Text provided -
# # #

Sure, neither is mine! you say. Yes, truly, no one’s family is “normal”. Let me clarify.

 

My family bars no holds. My family pulls no punches. My family would rather forcibly inject caustic, unflattering veracity into your unwilling psyche, molecule after tear-stained molecule, rather than offer one spoonful of comfortable lies. There are no half-truths, no sugar-coatings, no sensitive topic avoidance. As I once remarked to an ex-boyfriend, “your family may be passive aggressive, mine is just plain aggressive.”

 

My mom, JD, is the scion of this lifestyle and parenting method. If you’ve come here looking for advice or encouragement on treating your child, let me tell you: this is what you need.  

 

You need to be told, in as direct and forward a manner as possible, what it is you’re fighting. You need to be reminded, in complete candor, what you’re fighting FOR. You need to be shown that recovery is possible, when guided by someone unafraid of ugliness, harsh lighting, and painful struggle.

 

My siblings and I were raised to believe in ourselves, in our strength, in our independence and our worthiness. We were taught to question everything, to trust in our own minds and our own hearts before outside influences. We were encouraged to think critically, to spread our wings, to make mistakes and LEARN from them. Yet we knew that if we failed to thrive on our own, our mom would teach us again.

# # #

Provided information -
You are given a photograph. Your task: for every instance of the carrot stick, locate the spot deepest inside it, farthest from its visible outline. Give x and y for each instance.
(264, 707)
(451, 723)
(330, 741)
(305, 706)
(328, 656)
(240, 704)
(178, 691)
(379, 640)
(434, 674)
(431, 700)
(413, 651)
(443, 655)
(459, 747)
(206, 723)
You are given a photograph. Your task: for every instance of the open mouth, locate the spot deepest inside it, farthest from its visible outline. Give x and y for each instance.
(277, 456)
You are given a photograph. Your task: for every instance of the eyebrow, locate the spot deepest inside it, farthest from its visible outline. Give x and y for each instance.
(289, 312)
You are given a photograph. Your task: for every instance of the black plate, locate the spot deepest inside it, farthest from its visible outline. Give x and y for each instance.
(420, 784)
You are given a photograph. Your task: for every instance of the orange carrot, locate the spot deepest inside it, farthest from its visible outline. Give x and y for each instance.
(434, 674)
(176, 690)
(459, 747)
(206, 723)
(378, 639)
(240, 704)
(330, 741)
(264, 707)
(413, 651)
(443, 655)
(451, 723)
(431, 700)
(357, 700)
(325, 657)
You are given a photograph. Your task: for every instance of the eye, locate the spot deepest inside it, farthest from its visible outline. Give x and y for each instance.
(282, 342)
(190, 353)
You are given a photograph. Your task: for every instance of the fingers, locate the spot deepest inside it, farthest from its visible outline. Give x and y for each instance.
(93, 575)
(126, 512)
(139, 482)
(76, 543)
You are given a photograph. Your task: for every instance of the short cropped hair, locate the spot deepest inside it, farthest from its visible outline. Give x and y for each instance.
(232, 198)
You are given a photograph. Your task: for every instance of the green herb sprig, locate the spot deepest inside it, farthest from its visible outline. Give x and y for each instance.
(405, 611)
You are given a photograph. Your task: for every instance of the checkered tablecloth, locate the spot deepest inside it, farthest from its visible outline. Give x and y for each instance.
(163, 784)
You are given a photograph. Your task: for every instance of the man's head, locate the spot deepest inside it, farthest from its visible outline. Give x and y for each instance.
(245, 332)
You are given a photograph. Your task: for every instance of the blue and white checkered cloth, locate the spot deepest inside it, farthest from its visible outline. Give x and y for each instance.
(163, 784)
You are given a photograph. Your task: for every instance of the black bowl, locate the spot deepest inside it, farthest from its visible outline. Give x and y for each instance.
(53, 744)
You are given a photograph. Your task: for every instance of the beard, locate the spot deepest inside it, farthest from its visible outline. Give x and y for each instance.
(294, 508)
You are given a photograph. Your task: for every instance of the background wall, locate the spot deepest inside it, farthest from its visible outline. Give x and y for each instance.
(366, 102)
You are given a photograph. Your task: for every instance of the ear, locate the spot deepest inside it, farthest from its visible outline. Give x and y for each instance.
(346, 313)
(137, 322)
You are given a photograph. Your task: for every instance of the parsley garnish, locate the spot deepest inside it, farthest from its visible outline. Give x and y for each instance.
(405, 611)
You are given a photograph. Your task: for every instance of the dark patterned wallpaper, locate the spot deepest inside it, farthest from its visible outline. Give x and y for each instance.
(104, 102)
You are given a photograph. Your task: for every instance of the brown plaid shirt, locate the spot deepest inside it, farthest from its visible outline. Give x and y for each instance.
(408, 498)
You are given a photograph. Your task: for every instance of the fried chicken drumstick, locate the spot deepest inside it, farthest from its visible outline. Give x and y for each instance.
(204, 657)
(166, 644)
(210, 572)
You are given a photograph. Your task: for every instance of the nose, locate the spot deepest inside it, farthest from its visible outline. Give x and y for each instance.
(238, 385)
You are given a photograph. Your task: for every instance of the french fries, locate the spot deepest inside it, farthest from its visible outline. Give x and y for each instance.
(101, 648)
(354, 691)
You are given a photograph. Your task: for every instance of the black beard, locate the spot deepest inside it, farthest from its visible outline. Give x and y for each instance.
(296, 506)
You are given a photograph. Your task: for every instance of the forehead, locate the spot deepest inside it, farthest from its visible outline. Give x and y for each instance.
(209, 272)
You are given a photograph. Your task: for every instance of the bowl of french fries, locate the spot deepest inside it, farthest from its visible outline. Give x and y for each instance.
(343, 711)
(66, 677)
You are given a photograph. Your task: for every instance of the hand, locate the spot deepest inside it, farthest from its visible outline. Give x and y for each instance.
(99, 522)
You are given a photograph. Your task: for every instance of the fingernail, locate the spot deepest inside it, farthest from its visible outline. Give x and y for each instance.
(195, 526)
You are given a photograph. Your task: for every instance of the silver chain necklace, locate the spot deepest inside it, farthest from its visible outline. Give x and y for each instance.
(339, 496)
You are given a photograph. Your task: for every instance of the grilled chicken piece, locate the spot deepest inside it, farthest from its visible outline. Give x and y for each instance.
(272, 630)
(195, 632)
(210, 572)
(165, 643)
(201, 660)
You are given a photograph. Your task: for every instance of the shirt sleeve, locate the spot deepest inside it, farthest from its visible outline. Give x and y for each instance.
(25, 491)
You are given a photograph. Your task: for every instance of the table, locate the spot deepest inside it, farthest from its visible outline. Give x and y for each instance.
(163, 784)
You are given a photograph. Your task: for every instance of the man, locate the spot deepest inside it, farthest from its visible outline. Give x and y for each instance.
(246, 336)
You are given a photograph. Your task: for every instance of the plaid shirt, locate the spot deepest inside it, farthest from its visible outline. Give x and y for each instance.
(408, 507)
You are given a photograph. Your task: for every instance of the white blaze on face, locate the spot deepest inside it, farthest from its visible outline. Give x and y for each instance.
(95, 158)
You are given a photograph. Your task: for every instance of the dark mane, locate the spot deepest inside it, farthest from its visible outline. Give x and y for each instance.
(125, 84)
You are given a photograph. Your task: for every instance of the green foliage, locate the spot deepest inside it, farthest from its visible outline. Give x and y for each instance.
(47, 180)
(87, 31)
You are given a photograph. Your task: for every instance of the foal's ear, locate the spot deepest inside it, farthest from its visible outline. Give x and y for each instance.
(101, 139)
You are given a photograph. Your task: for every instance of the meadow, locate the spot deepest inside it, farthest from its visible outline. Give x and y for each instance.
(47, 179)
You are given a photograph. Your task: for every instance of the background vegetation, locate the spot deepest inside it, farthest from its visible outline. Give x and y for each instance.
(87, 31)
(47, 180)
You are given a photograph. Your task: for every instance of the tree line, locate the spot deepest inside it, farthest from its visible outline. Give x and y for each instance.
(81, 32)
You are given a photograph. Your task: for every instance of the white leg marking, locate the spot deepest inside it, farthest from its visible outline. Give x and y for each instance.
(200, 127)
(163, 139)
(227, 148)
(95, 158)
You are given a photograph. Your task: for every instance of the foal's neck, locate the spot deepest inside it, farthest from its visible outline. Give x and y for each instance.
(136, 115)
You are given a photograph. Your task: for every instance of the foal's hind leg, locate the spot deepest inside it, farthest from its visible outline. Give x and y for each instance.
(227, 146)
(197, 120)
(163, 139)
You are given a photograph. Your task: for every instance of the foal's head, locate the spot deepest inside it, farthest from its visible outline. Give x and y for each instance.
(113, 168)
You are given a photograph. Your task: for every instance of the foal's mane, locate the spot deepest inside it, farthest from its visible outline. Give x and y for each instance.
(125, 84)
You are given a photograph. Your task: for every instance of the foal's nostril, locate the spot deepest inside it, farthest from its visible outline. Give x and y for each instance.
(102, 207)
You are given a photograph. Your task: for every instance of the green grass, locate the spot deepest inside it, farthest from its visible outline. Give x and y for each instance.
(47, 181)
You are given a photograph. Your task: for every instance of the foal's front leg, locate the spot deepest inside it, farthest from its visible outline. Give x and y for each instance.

# # #

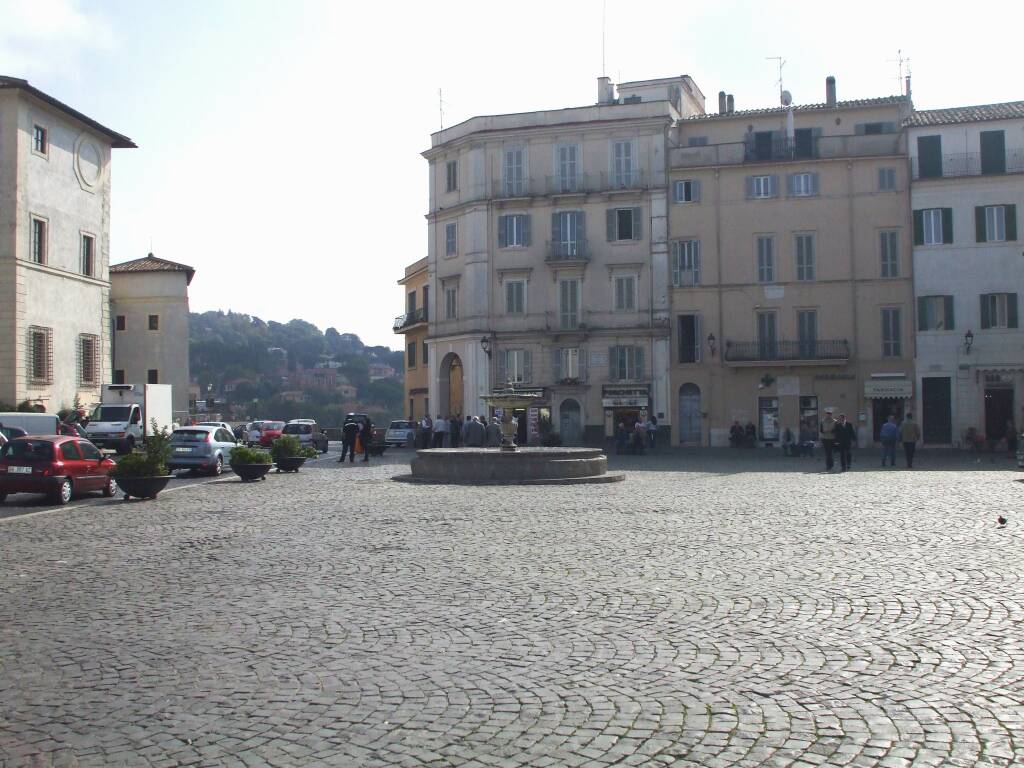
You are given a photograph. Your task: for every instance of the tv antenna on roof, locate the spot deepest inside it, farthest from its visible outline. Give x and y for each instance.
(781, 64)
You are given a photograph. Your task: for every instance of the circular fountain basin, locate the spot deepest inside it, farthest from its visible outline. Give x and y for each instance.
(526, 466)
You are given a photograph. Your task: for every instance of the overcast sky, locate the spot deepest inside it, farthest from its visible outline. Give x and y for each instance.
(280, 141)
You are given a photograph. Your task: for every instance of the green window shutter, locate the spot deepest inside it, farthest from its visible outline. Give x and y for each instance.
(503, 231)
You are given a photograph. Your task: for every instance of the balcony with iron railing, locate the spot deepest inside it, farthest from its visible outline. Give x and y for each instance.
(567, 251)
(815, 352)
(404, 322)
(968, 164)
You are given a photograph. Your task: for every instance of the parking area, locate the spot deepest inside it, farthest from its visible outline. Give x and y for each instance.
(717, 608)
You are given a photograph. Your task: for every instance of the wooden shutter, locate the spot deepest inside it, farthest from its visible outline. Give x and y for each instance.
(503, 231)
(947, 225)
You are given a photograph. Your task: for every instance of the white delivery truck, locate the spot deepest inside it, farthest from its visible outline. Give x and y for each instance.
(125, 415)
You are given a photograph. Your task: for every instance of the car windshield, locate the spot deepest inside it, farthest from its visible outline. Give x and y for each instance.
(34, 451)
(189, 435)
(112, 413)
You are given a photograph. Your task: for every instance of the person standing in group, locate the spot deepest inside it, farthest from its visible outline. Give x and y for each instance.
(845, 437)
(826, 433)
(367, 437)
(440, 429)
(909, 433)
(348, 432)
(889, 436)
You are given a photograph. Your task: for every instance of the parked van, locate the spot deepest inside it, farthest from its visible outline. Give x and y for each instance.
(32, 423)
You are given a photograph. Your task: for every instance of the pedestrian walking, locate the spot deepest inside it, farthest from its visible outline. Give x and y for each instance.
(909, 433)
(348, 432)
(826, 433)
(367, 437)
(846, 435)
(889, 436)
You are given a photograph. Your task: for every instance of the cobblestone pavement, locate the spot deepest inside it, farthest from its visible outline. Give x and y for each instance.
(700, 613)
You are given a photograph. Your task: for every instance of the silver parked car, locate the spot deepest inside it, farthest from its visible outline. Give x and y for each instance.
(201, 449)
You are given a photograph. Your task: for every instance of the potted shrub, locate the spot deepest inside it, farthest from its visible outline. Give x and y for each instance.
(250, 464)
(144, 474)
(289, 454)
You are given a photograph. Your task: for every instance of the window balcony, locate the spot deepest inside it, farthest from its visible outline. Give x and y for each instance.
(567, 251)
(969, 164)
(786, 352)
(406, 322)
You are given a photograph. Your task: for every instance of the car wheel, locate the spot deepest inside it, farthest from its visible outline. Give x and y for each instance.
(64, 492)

# # #

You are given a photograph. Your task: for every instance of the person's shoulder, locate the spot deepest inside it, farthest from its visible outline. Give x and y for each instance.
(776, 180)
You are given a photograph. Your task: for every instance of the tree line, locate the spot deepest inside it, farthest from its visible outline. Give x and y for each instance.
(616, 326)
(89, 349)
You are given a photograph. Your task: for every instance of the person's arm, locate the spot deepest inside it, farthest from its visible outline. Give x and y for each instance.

# # #

Actions to take -
(1) Count the lines in the rows above that contain the word "french". Reply with the number only.
(2) Pick up the piece about the writer's bluntly honest family right after its final sentence, and keep writing it.

Answers below -
(1) 2

(2)
 

This may be where you are in your family’s journey. I’ve learned from my mom and sister that a recovery expedition can take a multitude of twists and unexpected, hairpin turns. It’s not for the faint of heart, and it’s not for the coddlers or confrontation-avoiders either. It may feel like you’re living with a monster, who has taken the place of your child. My mom is a grade-A monster hunter.

 

I am a mom, too. My son is not yet four, and I know that ahead of him lie obstacles and hurdles and pits with sharp stakes at the bottom. My goal is to teach him to pass these barriers on his own, to succeed at beating life into submission without assistance from me. If he should stumble, he’ll learn to get up. If he falls… well, I learned from the best. We are a family of monster hunters.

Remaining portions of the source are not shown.